Tekstfragment:
•••

1787 Gouwenaar Cornelis de Lange van Wijngaarden hield prinses Wilhelmina in gijzeling

De doortastende Wilhelmina van Pruisen, vrouw van stadhouder Willem V van Oranje-Nassau werd in 1787 door de patriotten halverwege Schoonhoven en Haastrecht bij Bonrepas aan de Vlist aangehouden en naar naar Hekendorp geleid. In het buurtschap Goejanverwellesluis werd ze ingerekend door het Goudse Vrijcorps onder leiding van Gouwenaar Cornelis de Lange van Wijngaarden. Beleefd maar dwingend sloot hij haar op in een boerderij naast de sluis. Wat was er aan de hand?

De prinses was op vrijdag 28 juni 1787 met twee koetsen en een sjees onderweg van Nijmegen naar Den Haag om, naar haar eigen zeggen, een eind te maken aan de overspannen situatie waar haar gestresste echtgenoot door zijn starre optreden in verzeild was geraakt. Er waren rellen geweest waaraan de stadhouder niet het hoofd kon bieden en waardoor hij gedwongen was de residentiestad te verlaten.  Willem was geen held en overwoog zijn taken neer te leggen. Zijn vrouw vond dat geen goed plan.

•••

Opdracht 1:
Neem alsjeblieft de regels uit de gegevens hieronder letterlijk over: begin bij de regel met "Practice. Locate the bird in" en stop na de regel met "[(49, 126)]".

•••

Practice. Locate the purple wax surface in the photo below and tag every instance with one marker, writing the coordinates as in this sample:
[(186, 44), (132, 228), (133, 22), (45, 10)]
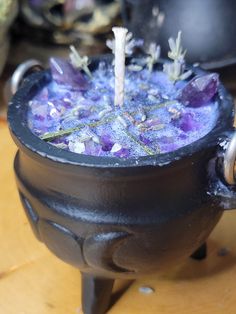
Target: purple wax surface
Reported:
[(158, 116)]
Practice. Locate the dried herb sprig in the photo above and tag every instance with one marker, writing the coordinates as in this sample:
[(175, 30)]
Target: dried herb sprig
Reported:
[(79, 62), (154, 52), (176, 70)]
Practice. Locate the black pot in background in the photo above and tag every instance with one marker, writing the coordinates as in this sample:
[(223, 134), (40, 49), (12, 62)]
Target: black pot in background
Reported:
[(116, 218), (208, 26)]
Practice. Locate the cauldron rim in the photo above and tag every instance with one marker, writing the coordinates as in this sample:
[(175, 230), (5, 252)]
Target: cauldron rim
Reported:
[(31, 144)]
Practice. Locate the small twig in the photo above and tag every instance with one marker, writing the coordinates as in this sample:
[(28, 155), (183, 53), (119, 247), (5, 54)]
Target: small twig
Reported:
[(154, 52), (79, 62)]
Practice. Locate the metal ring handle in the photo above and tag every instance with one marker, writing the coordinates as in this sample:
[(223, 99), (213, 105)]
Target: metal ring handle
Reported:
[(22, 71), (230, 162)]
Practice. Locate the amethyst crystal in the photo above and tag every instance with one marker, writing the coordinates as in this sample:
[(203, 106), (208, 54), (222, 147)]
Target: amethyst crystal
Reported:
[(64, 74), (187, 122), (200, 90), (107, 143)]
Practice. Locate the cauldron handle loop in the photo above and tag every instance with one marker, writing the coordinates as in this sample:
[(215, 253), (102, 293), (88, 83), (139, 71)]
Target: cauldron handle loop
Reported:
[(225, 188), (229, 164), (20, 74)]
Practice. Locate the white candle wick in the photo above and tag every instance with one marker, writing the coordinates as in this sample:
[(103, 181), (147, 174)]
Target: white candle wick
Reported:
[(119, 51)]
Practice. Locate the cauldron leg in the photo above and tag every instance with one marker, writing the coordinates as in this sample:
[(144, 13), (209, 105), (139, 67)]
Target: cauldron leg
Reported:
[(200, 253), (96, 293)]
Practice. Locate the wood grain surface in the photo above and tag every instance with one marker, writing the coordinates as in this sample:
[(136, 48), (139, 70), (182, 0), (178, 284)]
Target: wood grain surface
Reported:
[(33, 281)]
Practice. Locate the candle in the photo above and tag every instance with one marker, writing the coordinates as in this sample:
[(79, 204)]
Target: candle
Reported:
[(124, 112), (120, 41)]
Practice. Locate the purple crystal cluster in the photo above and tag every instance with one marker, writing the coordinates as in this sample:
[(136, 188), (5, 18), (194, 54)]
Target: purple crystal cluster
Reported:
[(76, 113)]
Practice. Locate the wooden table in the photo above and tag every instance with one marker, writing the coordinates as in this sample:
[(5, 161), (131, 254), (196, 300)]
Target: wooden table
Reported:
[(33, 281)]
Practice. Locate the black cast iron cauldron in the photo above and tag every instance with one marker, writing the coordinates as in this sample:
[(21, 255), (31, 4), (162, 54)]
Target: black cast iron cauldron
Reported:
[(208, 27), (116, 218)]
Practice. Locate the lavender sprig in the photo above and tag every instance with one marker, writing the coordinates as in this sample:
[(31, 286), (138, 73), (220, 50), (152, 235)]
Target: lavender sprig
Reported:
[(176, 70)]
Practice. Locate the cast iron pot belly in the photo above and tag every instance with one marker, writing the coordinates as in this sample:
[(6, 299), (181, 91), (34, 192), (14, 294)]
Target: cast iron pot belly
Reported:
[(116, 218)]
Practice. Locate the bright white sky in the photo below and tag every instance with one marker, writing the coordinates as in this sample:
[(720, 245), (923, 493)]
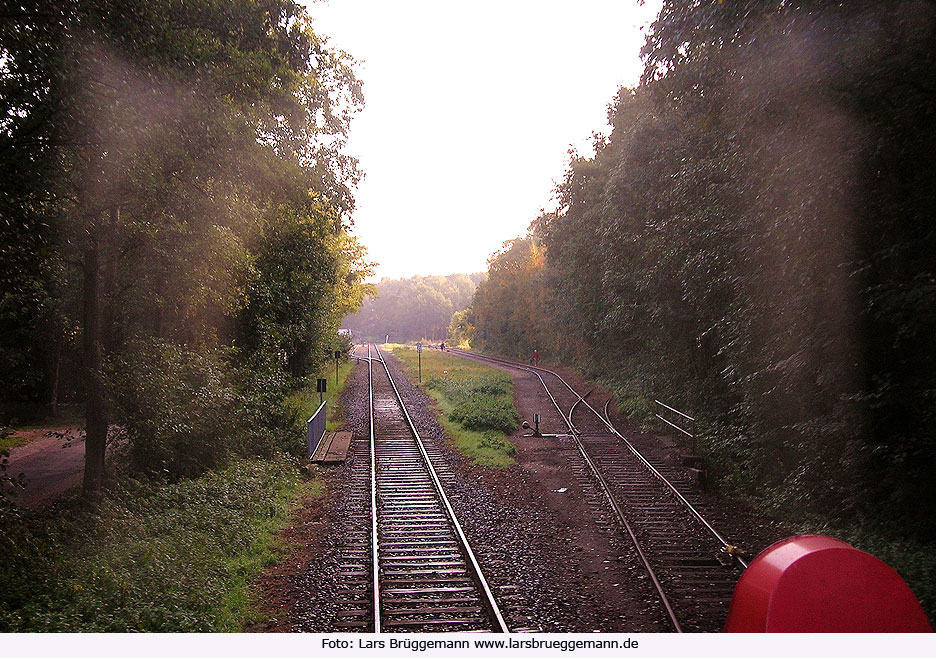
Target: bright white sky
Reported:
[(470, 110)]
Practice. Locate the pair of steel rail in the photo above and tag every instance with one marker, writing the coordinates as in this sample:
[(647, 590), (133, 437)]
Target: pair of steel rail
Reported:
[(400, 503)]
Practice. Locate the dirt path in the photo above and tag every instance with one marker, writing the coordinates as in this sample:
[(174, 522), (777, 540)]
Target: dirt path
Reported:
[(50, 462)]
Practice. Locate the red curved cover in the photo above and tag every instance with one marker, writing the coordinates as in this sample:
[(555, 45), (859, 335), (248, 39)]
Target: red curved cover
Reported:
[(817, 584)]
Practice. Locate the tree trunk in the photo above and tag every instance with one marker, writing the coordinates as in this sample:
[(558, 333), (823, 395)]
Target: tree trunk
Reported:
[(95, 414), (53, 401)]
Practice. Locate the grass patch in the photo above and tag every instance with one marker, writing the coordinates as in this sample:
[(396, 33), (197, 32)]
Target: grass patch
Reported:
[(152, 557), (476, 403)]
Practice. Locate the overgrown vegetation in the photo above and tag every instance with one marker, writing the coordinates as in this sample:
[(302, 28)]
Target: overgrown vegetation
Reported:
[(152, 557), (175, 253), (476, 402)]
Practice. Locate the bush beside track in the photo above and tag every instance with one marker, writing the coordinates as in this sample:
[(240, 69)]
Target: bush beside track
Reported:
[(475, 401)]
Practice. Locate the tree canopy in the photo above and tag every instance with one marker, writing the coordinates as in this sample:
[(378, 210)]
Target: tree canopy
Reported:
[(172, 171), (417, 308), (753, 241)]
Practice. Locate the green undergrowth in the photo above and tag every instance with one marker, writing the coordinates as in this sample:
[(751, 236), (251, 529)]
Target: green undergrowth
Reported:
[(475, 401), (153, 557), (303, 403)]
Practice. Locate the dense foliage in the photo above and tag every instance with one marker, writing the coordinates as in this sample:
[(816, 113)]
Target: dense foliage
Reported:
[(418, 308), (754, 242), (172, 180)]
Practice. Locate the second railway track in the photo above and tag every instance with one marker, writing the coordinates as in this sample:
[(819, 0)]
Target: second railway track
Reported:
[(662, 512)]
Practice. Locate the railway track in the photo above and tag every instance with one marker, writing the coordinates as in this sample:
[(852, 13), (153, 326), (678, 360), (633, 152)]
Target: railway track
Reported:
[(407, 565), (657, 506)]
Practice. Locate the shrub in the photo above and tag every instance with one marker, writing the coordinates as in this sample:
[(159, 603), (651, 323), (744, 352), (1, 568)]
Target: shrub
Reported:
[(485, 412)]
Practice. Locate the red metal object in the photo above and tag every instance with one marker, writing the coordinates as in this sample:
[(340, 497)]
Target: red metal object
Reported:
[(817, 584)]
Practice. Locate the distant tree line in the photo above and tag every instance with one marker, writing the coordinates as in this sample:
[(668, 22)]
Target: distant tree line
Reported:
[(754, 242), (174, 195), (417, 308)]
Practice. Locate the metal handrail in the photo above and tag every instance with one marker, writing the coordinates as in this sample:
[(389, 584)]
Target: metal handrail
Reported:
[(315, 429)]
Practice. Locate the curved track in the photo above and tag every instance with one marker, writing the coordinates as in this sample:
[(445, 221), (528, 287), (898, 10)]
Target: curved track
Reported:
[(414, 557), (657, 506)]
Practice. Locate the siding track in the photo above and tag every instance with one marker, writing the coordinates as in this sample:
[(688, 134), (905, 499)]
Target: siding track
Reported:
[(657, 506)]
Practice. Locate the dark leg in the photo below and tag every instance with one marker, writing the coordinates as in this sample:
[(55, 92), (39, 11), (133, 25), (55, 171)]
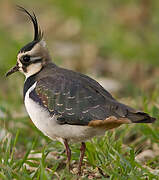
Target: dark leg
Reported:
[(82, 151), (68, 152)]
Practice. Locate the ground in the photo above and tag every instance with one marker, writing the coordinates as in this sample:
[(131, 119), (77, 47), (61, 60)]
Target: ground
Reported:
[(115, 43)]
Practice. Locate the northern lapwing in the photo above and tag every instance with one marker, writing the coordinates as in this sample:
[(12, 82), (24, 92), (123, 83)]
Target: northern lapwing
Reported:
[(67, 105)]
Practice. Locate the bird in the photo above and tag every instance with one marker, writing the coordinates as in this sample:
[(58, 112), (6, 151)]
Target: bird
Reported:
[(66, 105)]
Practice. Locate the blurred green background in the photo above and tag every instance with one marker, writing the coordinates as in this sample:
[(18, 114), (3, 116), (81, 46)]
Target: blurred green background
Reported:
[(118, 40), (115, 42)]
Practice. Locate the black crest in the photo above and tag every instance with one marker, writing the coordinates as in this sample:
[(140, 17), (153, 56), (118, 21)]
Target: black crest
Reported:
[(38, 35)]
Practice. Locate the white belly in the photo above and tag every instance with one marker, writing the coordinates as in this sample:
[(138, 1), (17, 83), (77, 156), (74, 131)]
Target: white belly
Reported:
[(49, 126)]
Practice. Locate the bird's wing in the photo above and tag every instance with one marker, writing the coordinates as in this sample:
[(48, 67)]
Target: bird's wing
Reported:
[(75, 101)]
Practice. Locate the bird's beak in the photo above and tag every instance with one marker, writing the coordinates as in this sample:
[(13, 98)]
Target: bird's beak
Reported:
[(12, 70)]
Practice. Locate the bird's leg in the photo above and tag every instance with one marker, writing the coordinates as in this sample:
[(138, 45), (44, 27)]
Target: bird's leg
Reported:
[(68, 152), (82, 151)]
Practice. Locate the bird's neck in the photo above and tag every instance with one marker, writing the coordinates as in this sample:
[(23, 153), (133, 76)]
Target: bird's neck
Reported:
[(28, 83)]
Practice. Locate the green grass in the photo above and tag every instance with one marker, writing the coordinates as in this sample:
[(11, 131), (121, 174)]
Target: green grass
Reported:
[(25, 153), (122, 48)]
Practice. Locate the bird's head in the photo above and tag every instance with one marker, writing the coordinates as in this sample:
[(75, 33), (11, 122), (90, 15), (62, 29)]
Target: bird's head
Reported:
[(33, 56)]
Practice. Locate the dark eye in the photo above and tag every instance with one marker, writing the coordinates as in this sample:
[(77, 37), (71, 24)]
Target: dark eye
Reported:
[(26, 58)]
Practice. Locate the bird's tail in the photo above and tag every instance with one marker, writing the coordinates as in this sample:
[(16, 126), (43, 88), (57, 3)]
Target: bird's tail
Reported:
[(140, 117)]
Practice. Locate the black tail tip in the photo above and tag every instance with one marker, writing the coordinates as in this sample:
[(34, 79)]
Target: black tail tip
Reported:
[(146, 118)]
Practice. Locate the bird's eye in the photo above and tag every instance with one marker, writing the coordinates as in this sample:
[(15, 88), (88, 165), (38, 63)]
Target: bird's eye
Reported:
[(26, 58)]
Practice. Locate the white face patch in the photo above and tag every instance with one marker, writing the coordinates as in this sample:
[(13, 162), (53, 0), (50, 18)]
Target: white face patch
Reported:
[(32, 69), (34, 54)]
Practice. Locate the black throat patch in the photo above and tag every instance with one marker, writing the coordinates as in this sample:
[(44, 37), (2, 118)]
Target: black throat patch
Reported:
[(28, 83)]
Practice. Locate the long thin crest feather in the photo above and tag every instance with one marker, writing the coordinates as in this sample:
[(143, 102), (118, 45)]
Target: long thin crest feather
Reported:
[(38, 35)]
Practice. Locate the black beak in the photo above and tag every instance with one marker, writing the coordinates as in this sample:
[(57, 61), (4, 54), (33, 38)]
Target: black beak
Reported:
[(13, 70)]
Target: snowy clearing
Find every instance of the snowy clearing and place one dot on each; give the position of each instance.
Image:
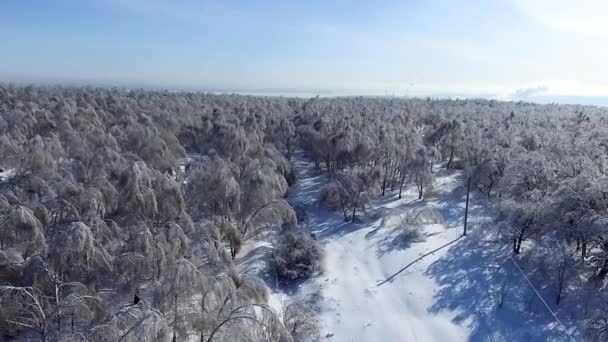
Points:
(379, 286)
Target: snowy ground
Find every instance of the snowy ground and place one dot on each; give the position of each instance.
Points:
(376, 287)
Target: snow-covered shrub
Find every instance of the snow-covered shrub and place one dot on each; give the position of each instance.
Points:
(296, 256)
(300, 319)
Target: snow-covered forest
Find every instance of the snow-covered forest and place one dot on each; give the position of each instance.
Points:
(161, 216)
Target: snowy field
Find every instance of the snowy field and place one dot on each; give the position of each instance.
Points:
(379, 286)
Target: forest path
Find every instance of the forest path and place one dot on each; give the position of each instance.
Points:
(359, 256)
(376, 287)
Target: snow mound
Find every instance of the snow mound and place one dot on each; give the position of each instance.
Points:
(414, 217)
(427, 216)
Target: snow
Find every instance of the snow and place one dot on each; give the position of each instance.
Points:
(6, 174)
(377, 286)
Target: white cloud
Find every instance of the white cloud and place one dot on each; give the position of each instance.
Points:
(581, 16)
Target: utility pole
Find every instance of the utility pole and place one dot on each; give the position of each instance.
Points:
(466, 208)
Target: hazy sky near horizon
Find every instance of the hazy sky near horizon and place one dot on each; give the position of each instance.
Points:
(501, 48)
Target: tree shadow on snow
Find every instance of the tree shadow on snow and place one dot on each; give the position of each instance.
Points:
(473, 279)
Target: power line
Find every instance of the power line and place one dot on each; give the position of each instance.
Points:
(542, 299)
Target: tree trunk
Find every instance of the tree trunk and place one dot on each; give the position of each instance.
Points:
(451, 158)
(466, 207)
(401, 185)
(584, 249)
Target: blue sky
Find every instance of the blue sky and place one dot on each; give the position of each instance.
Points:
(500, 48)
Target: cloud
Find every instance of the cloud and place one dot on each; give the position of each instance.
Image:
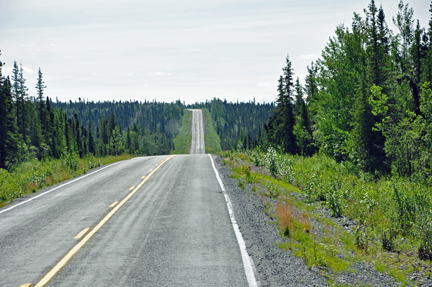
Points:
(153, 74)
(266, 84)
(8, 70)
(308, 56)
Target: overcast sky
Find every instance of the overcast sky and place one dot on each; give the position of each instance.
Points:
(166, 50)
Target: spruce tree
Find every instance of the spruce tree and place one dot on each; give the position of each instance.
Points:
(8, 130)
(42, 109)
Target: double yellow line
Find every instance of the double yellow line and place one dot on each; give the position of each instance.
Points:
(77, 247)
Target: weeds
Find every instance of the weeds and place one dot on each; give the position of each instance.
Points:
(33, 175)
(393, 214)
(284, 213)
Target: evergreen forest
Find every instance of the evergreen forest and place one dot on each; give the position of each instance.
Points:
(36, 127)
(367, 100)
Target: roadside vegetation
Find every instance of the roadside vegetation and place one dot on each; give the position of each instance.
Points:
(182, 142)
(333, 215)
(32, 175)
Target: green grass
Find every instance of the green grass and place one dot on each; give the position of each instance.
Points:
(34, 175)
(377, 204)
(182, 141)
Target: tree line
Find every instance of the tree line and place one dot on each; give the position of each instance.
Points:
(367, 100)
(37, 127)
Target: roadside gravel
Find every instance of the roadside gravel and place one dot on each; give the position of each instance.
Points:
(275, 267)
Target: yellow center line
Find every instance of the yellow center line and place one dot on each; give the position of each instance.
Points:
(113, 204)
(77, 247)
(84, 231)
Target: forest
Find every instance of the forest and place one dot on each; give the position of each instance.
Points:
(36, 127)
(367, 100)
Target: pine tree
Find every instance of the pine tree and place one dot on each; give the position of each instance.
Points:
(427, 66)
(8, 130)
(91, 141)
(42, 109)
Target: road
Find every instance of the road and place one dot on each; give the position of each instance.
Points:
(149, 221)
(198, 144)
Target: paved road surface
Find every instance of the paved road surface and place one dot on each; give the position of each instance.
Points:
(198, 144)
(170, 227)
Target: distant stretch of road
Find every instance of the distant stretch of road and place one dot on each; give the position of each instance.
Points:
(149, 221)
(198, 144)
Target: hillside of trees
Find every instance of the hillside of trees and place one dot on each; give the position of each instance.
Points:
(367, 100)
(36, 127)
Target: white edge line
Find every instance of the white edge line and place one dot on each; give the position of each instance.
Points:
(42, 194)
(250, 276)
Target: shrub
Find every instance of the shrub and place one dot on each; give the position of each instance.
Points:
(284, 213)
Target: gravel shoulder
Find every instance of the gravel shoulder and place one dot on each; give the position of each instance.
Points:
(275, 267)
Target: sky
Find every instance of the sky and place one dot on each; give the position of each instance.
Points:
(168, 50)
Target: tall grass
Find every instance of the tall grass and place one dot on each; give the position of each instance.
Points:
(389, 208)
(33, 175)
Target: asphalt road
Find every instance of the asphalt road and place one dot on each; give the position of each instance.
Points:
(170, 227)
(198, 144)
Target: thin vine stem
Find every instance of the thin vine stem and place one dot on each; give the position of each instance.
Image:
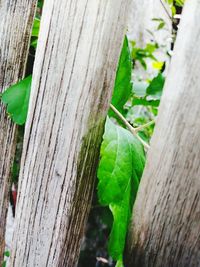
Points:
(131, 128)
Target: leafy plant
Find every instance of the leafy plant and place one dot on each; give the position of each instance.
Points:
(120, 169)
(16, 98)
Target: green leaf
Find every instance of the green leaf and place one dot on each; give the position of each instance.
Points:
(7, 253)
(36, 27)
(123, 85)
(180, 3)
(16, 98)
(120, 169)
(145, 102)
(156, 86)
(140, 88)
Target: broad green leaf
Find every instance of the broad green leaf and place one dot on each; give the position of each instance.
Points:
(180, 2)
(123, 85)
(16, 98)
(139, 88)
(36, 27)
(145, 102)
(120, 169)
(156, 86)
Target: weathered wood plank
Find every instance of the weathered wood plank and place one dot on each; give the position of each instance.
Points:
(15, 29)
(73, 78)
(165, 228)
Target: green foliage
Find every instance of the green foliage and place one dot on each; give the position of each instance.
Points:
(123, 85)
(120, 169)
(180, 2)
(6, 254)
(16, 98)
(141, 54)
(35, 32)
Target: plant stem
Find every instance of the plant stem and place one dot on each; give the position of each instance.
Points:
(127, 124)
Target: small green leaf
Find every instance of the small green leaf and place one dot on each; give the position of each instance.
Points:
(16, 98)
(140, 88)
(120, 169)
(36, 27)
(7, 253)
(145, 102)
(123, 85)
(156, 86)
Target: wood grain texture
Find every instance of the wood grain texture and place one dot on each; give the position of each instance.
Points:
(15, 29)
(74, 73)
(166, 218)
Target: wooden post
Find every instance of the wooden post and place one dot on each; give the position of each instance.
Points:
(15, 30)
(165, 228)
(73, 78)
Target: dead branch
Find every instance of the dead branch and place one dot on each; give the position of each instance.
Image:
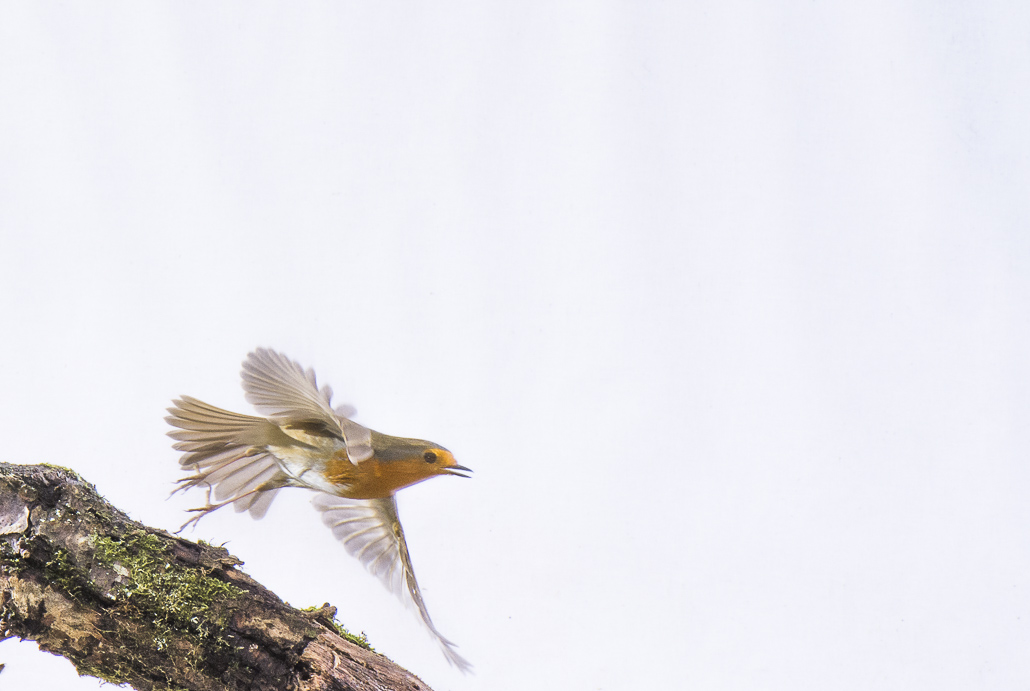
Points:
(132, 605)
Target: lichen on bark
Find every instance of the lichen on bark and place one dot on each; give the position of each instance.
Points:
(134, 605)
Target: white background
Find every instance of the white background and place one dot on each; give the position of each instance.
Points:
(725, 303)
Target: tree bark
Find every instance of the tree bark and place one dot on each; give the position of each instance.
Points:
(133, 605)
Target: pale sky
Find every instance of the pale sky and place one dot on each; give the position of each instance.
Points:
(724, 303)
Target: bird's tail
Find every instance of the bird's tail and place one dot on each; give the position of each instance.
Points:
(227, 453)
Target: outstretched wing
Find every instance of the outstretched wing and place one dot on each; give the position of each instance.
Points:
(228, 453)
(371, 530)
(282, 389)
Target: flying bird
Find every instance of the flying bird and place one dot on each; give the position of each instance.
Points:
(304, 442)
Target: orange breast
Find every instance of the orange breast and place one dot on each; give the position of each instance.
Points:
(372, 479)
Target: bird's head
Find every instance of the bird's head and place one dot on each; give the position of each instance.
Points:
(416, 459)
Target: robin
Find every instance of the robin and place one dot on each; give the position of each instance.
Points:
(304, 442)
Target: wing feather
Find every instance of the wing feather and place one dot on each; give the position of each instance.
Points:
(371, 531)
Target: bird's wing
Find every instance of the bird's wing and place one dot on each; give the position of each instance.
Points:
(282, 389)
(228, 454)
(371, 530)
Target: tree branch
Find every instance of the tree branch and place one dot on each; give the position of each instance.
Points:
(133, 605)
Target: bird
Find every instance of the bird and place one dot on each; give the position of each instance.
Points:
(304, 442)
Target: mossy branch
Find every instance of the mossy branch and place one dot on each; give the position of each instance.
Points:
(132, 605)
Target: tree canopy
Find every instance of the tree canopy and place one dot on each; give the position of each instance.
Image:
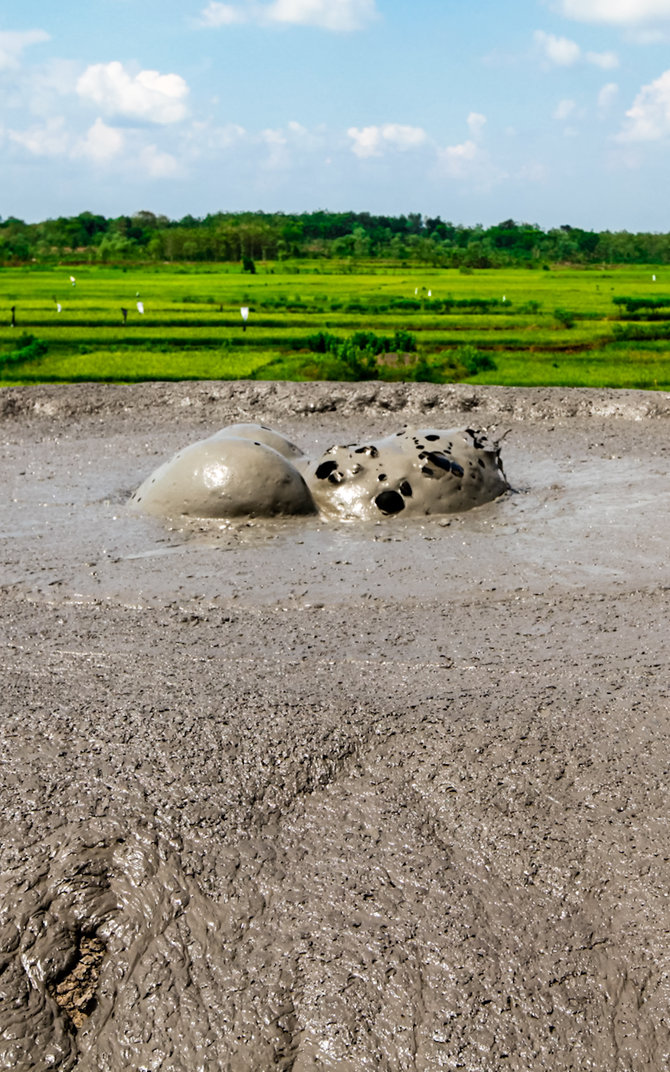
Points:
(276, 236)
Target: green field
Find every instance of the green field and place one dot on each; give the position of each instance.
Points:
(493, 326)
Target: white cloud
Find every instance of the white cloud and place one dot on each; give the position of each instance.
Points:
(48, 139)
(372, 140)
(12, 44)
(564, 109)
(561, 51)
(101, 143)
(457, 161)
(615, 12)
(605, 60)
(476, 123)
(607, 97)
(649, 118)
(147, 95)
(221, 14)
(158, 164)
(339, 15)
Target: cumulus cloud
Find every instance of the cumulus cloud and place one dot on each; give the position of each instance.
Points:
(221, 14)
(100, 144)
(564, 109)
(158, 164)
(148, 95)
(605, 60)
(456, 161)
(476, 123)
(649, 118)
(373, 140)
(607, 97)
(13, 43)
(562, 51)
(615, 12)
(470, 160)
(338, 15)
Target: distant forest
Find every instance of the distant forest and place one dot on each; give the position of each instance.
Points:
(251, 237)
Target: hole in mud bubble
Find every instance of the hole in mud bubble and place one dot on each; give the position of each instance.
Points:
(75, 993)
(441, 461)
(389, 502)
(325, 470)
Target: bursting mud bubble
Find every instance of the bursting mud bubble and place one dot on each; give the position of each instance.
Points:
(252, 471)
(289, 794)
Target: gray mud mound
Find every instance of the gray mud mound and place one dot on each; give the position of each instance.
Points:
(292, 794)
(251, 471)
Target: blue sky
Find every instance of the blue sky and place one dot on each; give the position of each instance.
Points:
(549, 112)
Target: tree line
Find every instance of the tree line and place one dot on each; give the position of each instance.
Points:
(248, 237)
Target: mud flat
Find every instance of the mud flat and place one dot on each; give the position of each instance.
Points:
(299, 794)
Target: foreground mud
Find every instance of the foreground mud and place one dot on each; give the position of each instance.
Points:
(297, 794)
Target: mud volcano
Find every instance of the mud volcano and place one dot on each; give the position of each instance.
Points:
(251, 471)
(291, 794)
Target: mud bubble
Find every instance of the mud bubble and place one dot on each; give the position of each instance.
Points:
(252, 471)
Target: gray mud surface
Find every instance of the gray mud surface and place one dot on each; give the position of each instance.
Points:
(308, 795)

•••

Opdracht 2:
Noem alle personen die in de tekst over Wilhelmina bij naam worden genoemd.

Verwacht antwoord 1:
Practice. Locate the bird in the photo above and tag every instance with one marker, writing the coordinates as in this sample:
[(58, 112), (6, 151)]
Target: bird
Reported:
[(66, 105)]
Practice. Locate the blurred green background in the photo above and tag every instance with one marker, writing the coordinates as in this sample:
[(18, 114), (3, 116), (81, 46)]
Target: blurred green background
Reported:
[(118, 40), (115, 42)]
Practice. Locate the black crest in the photo above and tag every instance with one marker, writing the coordinates as in this sample:
[(140, 17), (153, 56), (118, 21)]
Target: black crest
Reported:
[(38, 35)]
Practice. Locate the white belly in the photo above and tag every instance with one marker, writing the coordinates as in this sample:
[(138, 1), (17, 83), (77, 156), (74, 131)]
Target: white belly
Reported:
[(49, 126)]

Verwacht antwoord 2:
Wilhelmina van Pruisen, Willem V van Oranje-Nassau, Cornelis de Lange van Wijngaarden